| Required work |
The lines to copy from the data below are those that hold the string "instance".

| Entries provided |
———
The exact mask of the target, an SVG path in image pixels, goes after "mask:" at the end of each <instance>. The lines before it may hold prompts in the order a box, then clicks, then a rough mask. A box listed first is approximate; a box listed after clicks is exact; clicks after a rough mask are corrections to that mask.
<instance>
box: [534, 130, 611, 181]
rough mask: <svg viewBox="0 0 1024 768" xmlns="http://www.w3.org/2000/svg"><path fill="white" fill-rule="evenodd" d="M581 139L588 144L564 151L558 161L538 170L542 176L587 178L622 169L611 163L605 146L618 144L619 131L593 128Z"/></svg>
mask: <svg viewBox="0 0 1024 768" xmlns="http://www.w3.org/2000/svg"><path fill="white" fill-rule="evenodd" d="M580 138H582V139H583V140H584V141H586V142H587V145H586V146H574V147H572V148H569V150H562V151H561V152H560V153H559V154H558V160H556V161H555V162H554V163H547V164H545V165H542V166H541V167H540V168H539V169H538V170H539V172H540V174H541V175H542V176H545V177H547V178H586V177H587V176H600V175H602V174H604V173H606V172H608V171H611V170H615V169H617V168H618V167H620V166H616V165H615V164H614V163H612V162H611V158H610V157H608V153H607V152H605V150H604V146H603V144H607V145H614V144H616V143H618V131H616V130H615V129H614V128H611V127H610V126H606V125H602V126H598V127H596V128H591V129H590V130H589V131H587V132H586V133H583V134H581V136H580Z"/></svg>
———
| Answer to this problem |
The exact mask of the target, an SVG path in image pixels, goes after "mask:" at the end of each <instance>. The lines before it may hold prompts in the order a box, then clicks, then a rough mask. A box listed first is approximate; a box listed after clicks is exact; clicks after a rough mask are corrections to that mask.
<instance>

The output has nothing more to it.